• [WHAT YOU WILL DO] Your task is to copy each line of the records that includes the string "shoe".

Items from a dataset
BEGIN
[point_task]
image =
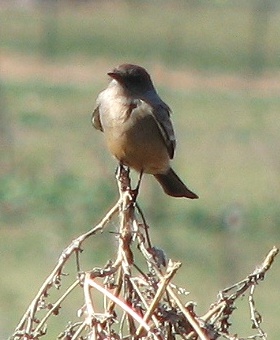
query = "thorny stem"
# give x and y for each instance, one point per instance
(141, 299)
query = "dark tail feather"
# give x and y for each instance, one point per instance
(173, 186)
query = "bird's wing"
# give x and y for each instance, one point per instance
(161, 114)
(95, 119)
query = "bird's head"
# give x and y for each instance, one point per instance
(135, 79)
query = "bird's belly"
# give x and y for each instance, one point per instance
(138, 144)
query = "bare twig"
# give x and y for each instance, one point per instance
(142, 306)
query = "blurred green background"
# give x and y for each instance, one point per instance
(217, 64)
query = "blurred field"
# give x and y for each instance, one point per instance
(57, 180)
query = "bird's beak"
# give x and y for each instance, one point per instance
(114, 74)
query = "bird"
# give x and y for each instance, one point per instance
(137, 127)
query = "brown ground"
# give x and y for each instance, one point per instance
(83, 72)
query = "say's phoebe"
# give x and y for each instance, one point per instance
(137, 127)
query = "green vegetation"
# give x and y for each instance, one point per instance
(57, 180)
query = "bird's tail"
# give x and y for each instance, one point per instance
(173, 186)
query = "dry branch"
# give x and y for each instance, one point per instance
(138, 303)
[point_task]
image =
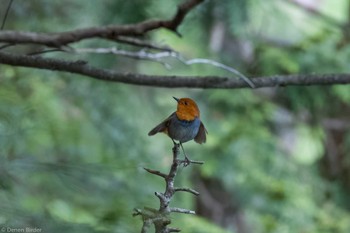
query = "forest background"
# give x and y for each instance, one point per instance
(72, 149)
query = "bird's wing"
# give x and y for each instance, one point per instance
(162, 127)
(201, 135)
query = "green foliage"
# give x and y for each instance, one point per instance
(72, 149)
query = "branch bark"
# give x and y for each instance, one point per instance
(160, 218)
(110, 32)
(82, 68)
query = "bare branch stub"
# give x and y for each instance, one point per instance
(160, 218)
(111, 32)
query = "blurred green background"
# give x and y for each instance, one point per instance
(276, 159)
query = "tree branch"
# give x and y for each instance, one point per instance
(110, 32)
(160, 218)
(80, 67)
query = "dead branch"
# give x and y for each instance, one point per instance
(160, 218)
(110, 32)
(82, 68)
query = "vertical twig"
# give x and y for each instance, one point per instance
(6, 13)
(160, 218)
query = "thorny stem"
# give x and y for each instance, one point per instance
(160, 218)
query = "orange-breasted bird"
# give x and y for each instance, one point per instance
(183, 125)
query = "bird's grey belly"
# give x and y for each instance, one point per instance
(183, 131)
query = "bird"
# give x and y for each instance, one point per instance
(183, 125)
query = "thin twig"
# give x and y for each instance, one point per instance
(154, 172)
(6, 13)
(107, 32)
(180, 210)
(194, 192)
(142, 43)
(158, 57)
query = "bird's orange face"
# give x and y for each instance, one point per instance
(187, 109)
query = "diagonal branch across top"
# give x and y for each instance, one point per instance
(110, 32)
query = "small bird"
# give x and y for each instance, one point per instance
(183, 125)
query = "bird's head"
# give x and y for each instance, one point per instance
(187, 109)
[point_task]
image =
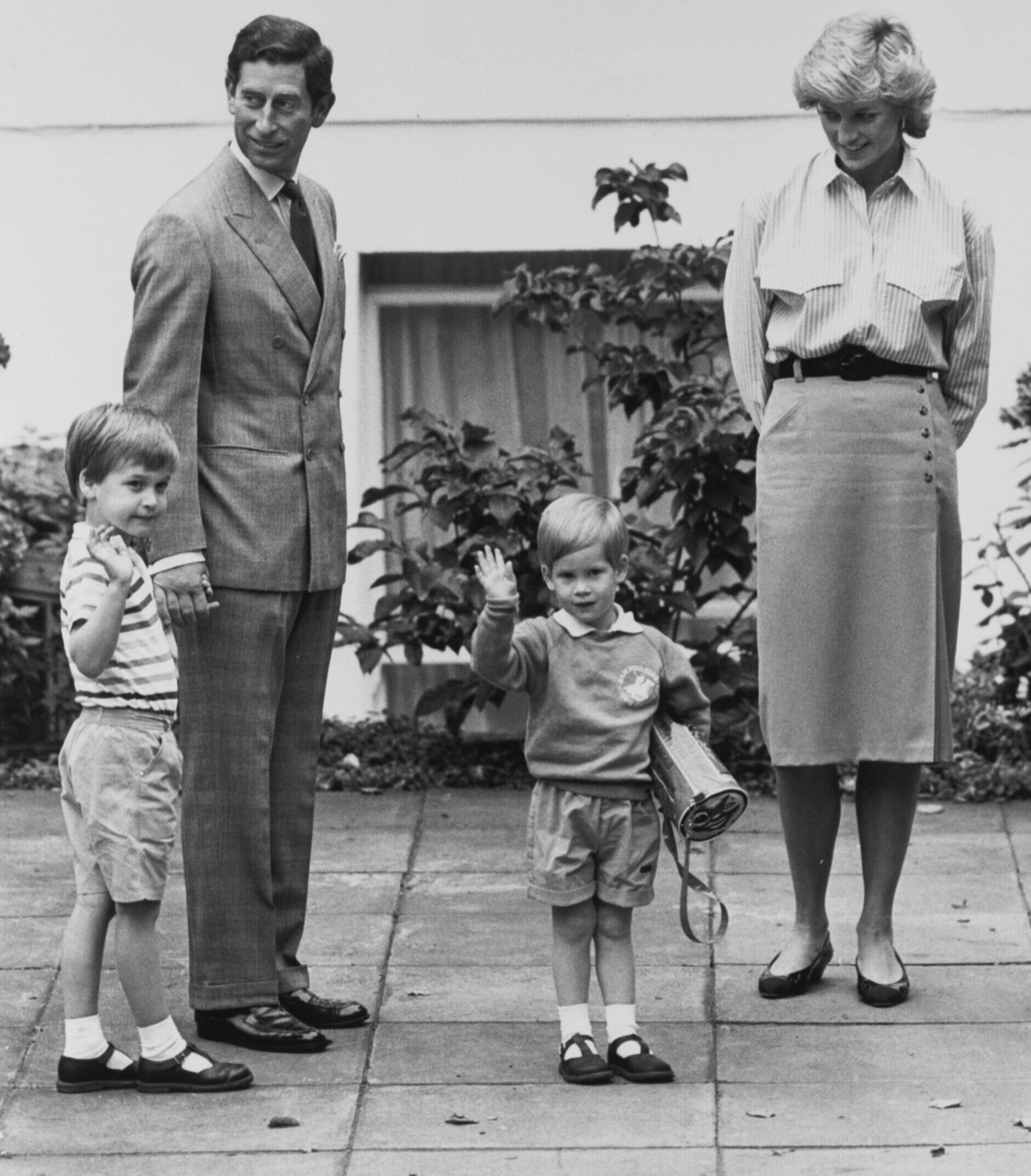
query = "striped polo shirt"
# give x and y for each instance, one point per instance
(907, 275)
(141, 673)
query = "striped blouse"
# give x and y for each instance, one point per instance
(908, 275)
(141, 674)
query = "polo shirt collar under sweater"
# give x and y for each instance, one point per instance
(624, 623)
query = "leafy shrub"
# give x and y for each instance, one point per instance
(691, 480)
(398, 753)
(37, 514)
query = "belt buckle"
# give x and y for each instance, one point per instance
(855, 364)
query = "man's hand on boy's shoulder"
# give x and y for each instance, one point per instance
(497, 576)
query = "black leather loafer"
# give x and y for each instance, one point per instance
(80, 1075)
(643, 1067)
(266, 1027)
(882, 996)
(323, 1014)
(169, 1077)
(795, 984)
(586, 1070)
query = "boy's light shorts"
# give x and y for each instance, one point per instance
(120, 773)
(583, 846)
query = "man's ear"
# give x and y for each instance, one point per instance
(322, 109)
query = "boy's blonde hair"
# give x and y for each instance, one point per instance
(110, 436)
(577, 521)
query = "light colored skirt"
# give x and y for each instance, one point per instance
(858, 570)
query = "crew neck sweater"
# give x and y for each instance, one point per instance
(593, 694)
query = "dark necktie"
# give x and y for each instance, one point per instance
(303, 232)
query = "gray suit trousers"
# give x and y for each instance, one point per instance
(252, 688)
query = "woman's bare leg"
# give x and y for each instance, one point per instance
(810, 807)
(886, 803)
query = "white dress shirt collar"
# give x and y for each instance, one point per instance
(271, 185)
(827, 170)
(624, 623)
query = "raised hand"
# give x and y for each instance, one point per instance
(109, 549)
(495, 574)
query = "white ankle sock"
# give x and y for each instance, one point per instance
(574, 1019)
(621, 1021)
(85, 1040)
(163, 1041)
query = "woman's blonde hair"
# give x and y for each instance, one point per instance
(868, 59)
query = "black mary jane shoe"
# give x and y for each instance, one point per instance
(882, 996)
(643, 1067)
(171, 1076)
(82, 1075)
(588, 1069)
(795, 984)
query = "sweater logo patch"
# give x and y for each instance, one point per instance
(639, 686)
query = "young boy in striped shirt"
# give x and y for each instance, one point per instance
(120, 764)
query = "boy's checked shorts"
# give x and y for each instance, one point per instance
(580, 846)
(120, 773)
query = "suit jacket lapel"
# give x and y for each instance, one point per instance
(327, 260)
(252, 218)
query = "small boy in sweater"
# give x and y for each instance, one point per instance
(595, 679)
(120, 763)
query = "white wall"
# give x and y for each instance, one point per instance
(128, 107)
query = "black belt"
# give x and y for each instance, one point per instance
(849, 364)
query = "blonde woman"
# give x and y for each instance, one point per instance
(857, 307)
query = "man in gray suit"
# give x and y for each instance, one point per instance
(237, 340)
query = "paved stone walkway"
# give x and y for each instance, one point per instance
(418, 907)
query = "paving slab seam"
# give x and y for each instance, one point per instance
(22, 1062)
(1023, 883)
(402, 886)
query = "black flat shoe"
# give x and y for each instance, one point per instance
(588, 1069)
(643, 1067)
(80, 1075)
(171, 1077)
(882, 996)
(795, 984)
(266, 1027)
(322, 1014)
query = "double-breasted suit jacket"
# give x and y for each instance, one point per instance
(234, 349)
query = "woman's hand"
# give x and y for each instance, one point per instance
(497, 575)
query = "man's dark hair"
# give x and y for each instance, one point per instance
(281, 41)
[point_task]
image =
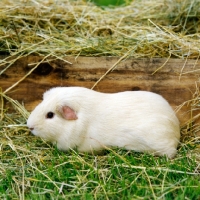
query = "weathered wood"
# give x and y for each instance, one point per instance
(176, 80)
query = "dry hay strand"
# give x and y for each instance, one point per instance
(81, 28)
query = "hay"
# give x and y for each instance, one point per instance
(60, 28)
(81, 28)
(142, 29)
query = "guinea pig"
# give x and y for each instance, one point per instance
(77, 117)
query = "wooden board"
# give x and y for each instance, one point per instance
(176, 80)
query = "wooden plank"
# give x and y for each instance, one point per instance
(176, 80)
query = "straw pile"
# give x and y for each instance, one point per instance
(156, 28)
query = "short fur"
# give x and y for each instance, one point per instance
(135, 120)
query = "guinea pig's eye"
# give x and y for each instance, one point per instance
(50, 115)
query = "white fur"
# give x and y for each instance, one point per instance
(135, 120)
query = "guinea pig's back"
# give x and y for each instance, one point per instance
(141, 121)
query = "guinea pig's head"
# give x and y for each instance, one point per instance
(50, 118)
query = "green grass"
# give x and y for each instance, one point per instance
(33, 169)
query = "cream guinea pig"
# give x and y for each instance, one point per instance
(77, 117)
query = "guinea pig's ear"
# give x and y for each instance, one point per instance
(67, 113)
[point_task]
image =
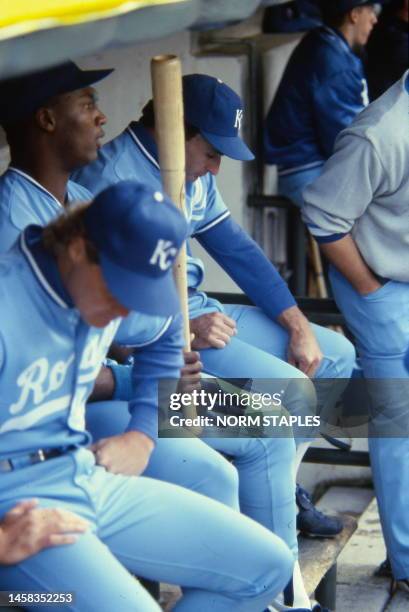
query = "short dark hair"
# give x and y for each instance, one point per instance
(148, 120)
(65, 228)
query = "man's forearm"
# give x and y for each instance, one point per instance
(293, 320)
(345, 256)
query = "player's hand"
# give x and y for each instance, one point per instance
(26, 529)
(303, 349)
(212, 330)
(127, 453)
(190, 374)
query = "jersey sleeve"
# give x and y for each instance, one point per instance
(161, 360)
(245, 262)
(339, 197)
(205, 205)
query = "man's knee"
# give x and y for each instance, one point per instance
(221, 480)
(339, 355)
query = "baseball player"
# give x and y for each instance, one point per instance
(73, 280)
(255, 342)
(32, 191)
(357, 209)
(322, 89)
(47, 142)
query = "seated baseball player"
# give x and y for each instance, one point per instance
(53, 125)
(62, 128)
(326, 69)
(26, 529)
(74, 280)
(234, 341)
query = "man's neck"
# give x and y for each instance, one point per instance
(47, 175)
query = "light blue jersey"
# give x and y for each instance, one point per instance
(45, 386)
(133, 156)
(24, 201)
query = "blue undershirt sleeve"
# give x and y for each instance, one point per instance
(245, 262)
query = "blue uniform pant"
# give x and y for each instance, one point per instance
(222, 560)
(380, 323)
(261, 481)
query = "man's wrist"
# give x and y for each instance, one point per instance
(293, 320)
(139, 437)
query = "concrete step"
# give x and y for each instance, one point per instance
(358, 590)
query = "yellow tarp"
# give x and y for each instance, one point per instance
(18, 17)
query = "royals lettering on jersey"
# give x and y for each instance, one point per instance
(50, 360)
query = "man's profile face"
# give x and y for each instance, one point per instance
(78, 127)
(85, 284)
(201, 158)
(366, 18)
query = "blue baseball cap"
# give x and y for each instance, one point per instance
(138, 232)
(20, 97)
(339, 7)
(216, 111)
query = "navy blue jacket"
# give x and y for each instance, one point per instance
(321, 91)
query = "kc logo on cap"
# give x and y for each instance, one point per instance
(164, 254)
(239, 118)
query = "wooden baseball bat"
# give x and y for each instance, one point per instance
(170, 136)
(166, 73)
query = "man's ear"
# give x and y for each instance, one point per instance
(45, 119)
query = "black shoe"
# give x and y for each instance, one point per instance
(399, 585)
(384, 570)
(313, 523)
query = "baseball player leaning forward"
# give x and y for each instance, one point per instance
(73, 280)
(358, 210)
(63, 127)
(234, 341)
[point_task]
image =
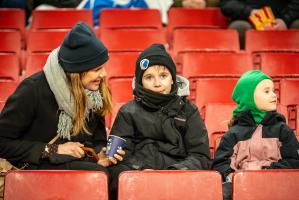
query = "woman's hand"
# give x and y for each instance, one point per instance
(107, 161)
(72, 149)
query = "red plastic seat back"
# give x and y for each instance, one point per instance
(266, 184)
(45, 40)
(6, 89)
(217, 116)
(12, 18)
(289, 92)
(9, 67)
(124, 40)
(212, 64)
(205, 40)
(179, 18)
(121, 65)
(121, 90)
(35, 62)
(10, 41)
(214, 91)
(42, 184)
(62, 18)
(276, 40)
(281, 65)
(130, 18)
(170, 185)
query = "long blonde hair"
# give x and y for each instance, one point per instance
(80, 100)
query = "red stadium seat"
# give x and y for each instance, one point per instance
(204, 40)
(10, 41)
(293, 118)
(35, 62)
(280, 65)
(2, 103)
(9, 67)
(289, 96)
(121, 90)
(6, 89)
(214, 91)
(289, 92)
(216, 118)
(60, 18)
(121, 65)
(272, 41)
(187, 18)
(266, 184)
(123, 40)
(12, 18)
(174, 185)
(224, 64)
(130, 18)
(54, 184)
(45, 40)
(110, 119)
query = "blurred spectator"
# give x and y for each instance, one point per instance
(195, 3)
(286, 13)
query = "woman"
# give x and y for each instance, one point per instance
(66, 101)
(162, 128)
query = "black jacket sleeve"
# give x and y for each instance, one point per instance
(196, 144)
(221, 162)
(235, 9)
(291, 12)
(289, 151)
(15, 119)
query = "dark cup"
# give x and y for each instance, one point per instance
(114, 143)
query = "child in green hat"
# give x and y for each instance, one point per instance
(259, 137)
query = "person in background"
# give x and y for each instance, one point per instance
(162, 128)
(286, 14)
(195, 3)
(258, 137)
(66, 102)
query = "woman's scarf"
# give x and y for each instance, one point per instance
(57, 81)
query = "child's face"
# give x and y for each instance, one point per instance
(264, 96)
(158, 79)
(91, 79)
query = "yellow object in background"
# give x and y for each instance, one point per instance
(264, 17)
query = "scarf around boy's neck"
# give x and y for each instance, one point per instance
(57, 81)
(153, 100)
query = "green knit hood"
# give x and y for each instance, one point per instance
(243, 94)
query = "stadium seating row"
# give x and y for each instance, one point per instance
(148, 185)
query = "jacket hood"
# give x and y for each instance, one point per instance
(182, 83)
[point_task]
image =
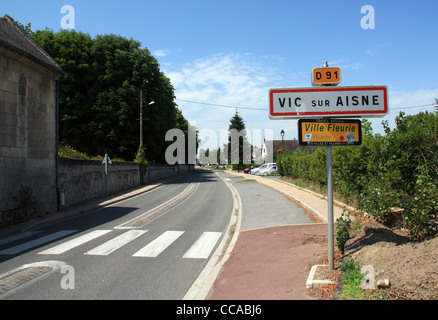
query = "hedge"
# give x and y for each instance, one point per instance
(397, 169)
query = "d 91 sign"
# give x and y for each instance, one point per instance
(326, 76)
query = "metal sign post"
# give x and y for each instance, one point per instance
(106, 161)
(318, 110)
(330, 216)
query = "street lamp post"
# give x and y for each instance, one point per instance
(282, 138)
(141, 115)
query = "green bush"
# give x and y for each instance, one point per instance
(397, 169)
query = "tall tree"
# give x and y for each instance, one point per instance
(239, 149)
(99, 98)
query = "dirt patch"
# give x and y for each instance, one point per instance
(412, 268)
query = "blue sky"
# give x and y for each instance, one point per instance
(231, 52)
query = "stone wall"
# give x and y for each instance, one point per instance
(27, 137)
(81, 180)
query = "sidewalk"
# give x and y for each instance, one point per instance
(273, 263)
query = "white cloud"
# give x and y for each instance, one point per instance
(161, 53)
(239, 80)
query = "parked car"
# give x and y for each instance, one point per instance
(267, 171)
(247, 170)
(262, 167)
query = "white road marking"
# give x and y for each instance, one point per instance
(116, 243)
(160, 244)
(202, 248)
(63, 247)
(36, 242)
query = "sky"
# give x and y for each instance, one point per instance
(227, 54)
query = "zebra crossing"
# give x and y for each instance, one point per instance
(200, 249)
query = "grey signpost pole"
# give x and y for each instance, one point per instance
(330, 217)
(106, 161)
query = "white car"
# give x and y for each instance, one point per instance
(256, 171)
(267, 171)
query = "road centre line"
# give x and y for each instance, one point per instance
(202, 248)
(63, 247)
(142, 219)
(116, 243)
(36, 242)
(160, 244)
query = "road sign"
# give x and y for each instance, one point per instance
(329, 132)
(330, 102)
(326, 76)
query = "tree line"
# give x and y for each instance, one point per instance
(100, 95)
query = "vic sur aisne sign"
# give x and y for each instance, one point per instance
(360, 102)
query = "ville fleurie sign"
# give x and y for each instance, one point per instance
(328, 102)
(329, 132)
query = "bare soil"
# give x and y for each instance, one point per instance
(411, 267)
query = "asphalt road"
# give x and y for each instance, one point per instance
(152, 246)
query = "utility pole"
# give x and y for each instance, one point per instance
(141, 117)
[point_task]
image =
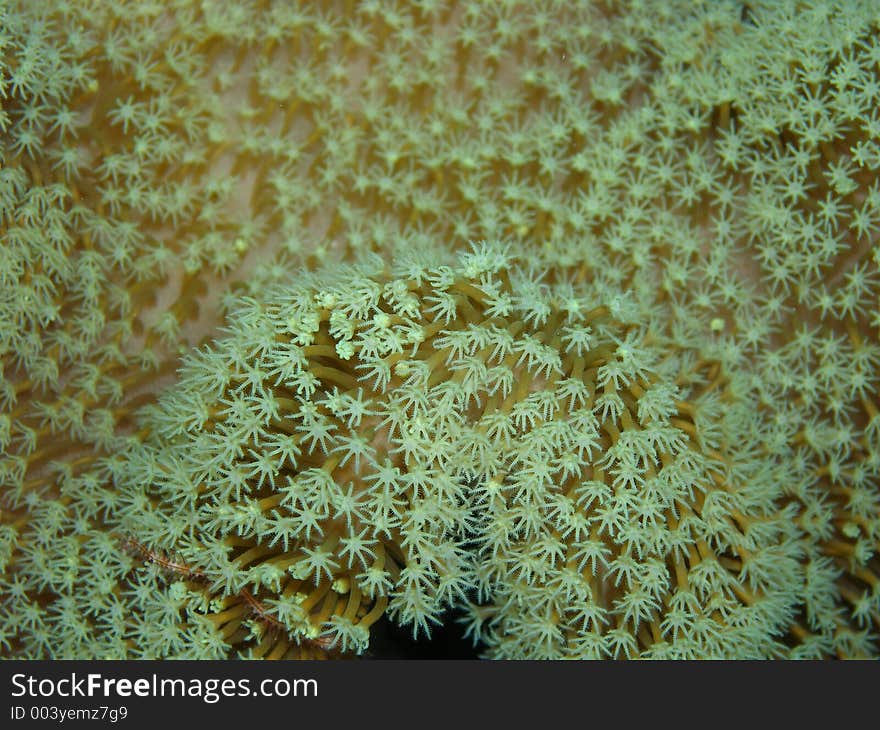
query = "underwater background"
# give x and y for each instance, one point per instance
(329, 327)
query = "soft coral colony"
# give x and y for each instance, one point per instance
(637, 418)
END
• [RESULT OF THIS TASK]
query = "black mary jane shoe"
query = "black flat shoe"
query = "black shoe"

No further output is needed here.